Repeat the records exactly. Every line must match.

▸ DATASET ENTRIES
------
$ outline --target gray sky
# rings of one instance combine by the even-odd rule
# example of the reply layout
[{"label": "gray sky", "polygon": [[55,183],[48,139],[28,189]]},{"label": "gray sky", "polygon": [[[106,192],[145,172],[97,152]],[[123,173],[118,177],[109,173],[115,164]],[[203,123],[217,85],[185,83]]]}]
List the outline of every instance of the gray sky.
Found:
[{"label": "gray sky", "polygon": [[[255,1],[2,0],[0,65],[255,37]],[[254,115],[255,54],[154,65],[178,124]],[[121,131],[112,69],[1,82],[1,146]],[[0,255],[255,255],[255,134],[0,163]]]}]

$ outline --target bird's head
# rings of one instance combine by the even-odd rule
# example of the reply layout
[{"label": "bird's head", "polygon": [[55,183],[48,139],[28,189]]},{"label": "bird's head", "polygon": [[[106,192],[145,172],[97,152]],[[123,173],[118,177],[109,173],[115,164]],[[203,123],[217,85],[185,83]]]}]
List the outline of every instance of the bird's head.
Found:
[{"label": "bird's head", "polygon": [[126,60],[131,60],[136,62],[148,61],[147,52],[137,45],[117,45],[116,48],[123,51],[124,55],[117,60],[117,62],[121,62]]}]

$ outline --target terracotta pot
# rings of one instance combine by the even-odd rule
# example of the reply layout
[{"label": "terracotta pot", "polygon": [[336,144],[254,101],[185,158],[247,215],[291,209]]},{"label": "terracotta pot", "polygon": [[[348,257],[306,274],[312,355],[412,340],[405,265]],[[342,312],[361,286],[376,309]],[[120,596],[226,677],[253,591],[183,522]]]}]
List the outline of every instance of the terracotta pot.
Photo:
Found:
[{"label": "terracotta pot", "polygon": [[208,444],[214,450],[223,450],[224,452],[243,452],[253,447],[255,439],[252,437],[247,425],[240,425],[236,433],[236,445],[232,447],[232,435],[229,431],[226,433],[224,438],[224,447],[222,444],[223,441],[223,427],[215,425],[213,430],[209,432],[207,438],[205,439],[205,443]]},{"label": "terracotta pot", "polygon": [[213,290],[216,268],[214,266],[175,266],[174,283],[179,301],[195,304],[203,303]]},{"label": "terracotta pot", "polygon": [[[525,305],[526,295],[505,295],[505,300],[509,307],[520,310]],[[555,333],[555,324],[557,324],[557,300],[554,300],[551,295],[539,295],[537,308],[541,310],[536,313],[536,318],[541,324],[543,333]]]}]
------
▸ OUTPUT
$ outline --target gray sky
# rings of one instance combine by the even-odd rule
# example of the reply layout
[{"label": "gray sky", "polygon": [[55,183],[48,139],[28,189]]},{"label": "gray sky", "polygon": [[[106,192],[145,172],[97,152]],[[123,173],[118,177],[109,173],[115,164]],[[203,123],[217,85],[185,83]]]}]
List the outline of every instance of the gray sky.
Found:
[{"label": "gray sky", "polygon": [[[255,1],[2,0],[0,65],[255,37]],[[254,115],[255,54],[154,65],[178,124]],[[121,131],[112,69],[1,82],[1,146]],[[0,255],[255,255],[255,134],[0,163]]]}]

$ outline --target bird's head
# rings of one instance combine by the even-odd rule
# example of the reply layout
[{"label": "bird's head", "polygon": [[55,183],[48,139],[28,189]]},{"label": "bird's head", "polygon": [[[106,192],[145,172],[97,152]],[[123,173],[118,177],[109,173],[115,164]],[[203,123],[217,85],[185,83]]]}]
List the outline of every instance of the bird's head.
Found:
[{"label": "bird's head", "polygon": [[126,60],[131,60],[136,62],[148,61],[147,52],[137,45],[117,45],[116,48],[123,51],[124,55],[117,60],[117,62],[121,62]]}]

$ outline --target terracotta pot
# rings of one instance combine by the even-odd rule
# example of the reply layout
[{"label": "terracotta pot", "polygon": [[336,144],[254,101],[185,158],[247,215],[291,209]]},{"label": "terracotta pot", "polygon": [[[348,257],[306,274],[312,355],[412,340],[405,265]],[[342,312],[361,286],[376,309]],[[120,596],[226,677],[253,591],[183,522]]]}]
List the outline of every instance of the terracotta pot.
Photo:
Found:
[{"label": "terracotta pot", "polygon": [[208,444],[214,450],[223,450],[224,452],[243,452],[253,447],[255,439],[252,437],[247,425],[240,425],[236,433],[236,445],[232,447],[232,435],[229,431],[226,433],[224,438],[224,447],[222,444],[223,441],[223,427],[215,425],[213,430],[209,432],[207,438],[205,439],[205,443]]},{"label": "terracotta pot", "polygon": [[213,290],[216,268],[214,266],[175,266],[174,283],[179,301],[195,304],[203,303]]},{"label": "terracotta pot", "polygon": [[[525,305],[526,295],[505,295],[505,300],[509,307],[520,310]],[[555,333],[555,324],[557,324],[557,300],[554,300],[551,295],[539,295],[537,308],[541,310],[536,313],[536,318],[541,324],[543,333]]]}]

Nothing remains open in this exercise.